═══ DATA FOR REVIEW ═══
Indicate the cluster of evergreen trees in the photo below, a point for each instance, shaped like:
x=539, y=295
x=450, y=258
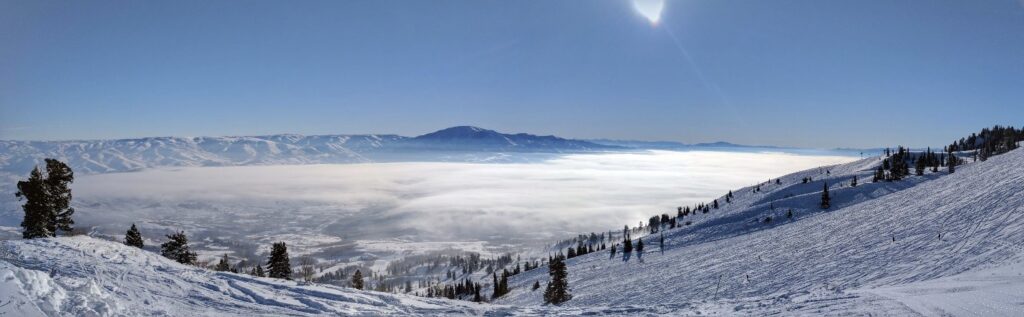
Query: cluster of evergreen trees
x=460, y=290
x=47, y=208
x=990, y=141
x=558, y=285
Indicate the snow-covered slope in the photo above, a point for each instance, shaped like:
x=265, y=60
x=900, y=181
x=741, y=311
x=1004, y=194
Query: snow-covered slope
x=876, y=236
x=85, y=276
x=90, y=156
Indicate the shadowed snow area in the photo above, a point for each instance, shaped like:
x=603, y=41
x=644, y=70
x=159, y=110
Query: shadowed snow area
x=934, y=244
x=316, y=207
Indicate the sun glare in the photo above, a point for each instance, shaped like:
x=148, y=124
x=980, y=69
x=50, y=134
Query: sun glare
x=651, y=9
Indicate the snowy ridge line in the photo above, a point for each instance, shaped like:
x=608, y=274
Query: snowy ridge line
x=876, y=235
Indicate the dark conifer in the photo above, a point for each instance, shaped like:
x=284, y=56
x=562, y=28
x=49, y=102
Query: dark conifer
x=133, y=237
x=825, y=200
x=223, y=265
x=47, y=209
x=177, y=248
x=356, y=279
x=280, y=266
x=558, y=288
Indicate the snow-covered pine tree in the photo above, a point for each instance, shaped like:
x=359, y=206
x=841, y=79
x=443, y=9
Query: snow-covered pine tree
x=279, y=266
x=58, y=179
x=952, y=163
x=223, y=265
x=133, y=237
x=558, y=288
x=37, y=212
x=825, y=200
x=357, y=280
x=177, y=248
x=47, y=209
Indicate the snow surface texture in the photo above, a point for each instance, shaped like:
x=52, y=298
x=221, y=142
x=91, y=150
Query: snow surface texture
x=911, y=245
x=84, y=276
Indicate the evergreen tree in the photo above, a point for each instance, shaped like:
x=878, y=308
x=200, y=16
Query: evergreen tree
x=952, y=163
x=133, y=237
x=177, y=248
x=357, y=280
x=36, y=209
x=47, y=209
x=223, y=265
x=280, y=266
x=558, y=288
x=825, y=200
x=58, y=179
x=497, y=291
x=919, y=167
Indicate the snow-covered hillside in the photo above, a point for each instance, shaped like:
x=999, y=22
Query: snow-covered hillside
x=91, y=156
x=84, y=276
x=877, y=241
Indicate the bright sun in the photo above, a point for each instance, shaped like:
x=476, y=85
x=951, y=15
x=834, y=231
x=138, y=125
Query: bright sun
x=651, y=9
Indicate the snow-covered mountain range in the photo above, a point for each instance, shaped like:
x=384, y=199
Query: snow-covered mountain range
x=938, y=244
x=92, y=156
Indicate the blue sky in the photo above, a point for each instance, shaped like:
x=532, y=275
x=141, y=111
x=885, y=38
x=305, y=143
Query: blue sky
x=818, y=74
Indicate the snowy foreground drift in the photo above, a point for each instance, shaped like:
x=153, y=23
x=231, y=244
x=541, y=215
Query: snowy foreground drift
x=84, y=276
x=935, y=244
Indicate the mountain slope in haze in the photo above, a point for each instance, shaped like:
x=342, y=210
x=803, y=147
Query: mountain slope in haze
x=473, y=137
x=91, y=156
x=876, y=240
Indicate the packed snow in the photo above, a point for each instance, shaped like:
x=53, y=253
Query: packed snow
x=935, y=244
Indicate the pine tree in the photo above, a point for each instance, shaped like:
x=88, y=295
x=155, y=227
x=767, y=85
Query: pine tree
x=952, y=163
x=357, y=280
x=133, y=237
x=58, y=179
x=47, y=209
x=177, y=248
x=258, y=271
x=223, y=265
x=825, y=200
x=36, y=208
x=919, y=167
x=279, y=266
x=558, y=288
═══
DIRECTIONS:
Please transcribe every record above exactly as written, leaving out the pictures.

EXERCISE ANSWER:
Indicate the cluster of evergreen trees in the photo below, a point for each instance, shaped like:
x=539, y=295
x=450, y=258
Query: cluster of evergreen trees
x=460, y=290
x=47, y=208
x=990, y=141
x=558, y=285
Indicate the snow-covered slope in the photo above, a point for each instance, shaped like:
x=265, y=60
x=900, y=181
x=741, y=311
x=1004, y=194
Query: snow-covered slope
x=876, y=236
x=85, y=276
x=90, y=156
Indicate the shadowed snow area in the photo above, a point for each instance, shaped like:
x=603, y=41
x=644, y=70
x=159, y=110
Query: shadowed snow area
x=934, y=244
x=316, y=207
Indicate the sun glare in the photo above, a point for each instance, shaped like:
x=148, y=124
x=980, y=69
x=50, y=134
Query: sun glare
x=651, y=9
Indicate the snowy ridge line in the photo above, a point for each instance, shaped like:
x=608, y=274
Query: snowy ridge line
x=876, y=235
Indicate the dark conifer in the photo above, a point for each instance, shaped like:
x=284, y=56
x=562, y=28
x=49, y=102
Query: dark conifer
x=133, y=237
x=825, y=200
x=223, y=265
x=47, y=209
x=177, y=248
x=356, y=279
x=280, y=266
x=558, y=288
Indicate the snow-covered pine tree in the photo above, a point for each instance, shaped like:
x=359, y=206
x=841, y=79
x=443, y=9
Query: snow-covered pine tree
x=279, y=266
x=58, y=179
x=952, y=163
x=223, y=265
x=133, y=237
x=558, y=288
x=37, y=212
x=825, y=200
x=357, y=280
x=177, y=248
x=47, y=209
Indicate the snow surface texture in the photo above, a point for each instance, shaped like:
x=52, y=298
x=221, y=142
x=91, y=150
Query: snow surface texture
x=911, y=245
x=84, y=276
Indicate the evergreen tree in the photo above, a point for each instance, shaped like:
x=878, y=308
x=200, y=16
Query: evergreen tree
x=952, y=163
x=133, y=237
x=177, y=248
x=357, y=280
x=36, y=209
x=47, y=209
x=223, y=265
x=280, y=266
x=558, y=288
x=825, y=200
x=58, y=179
x=497, y=291
x=919, y=167
Indicate the snow-covered hillside in the photo above, a point for each instance, shaped like:
x=999, y=22
Query: snow-covered hillside
x=91, y=156
x=84, y=276
x=877, y=241
Indicate the bright sun in the photo above, a point for each instance, shaped like:
x=476, y=85
x=951, y=15
x=834, y=231
x=138, y=125
Query: bright sun
x=651, y=9
Indicate the snow-covered mountain range in the photo above, a point for each instance, shaped like:
x=384, y=199
Query: snow-covered mountain range
x=938, y=244
x=92, y=156
Indicate the blue sky in the photo above, a point for each instance, shaped like:
x=532, y=275
x=141, y=111
x=885, y=38
x=305, y=143
Query: blue sky
x=818, y=74
Indicate the snowy foreground drift in the photo above, a point for each instance, shaped like:
x=153, y=23
x=231, y=244
x=541, y=215
Query: snowy foreground drift
x=84, y=276
x=935, y=244
Indicate the mountain slope in haze in the photo above, a point for each instance, shaped like:
x=342, y=210
x=803, y=147
Query: mountain slope in haze
x=473, y=137
x=91, y=156
x=876, y=240
Indicate the packed snow in the photo above, a point for each instance, shaped like:
x=53, y=253
Query: packed snow
x=935, y=244
Indicate the pine tree in the photo above, a point for each instance, shaped like:
x=88, y=295
x=155, y=227
x=767, y=85
Query: pine tree
x=952, y=163
x=357, y=280
x=133, y=237
x=58, y=179
x=47, y=209
x=177, y=248
x=258, y=271
x=223, y=265
x=825, y=200
x=36, y=208
x=919, y=167
x=279, y=266
x=558, y=288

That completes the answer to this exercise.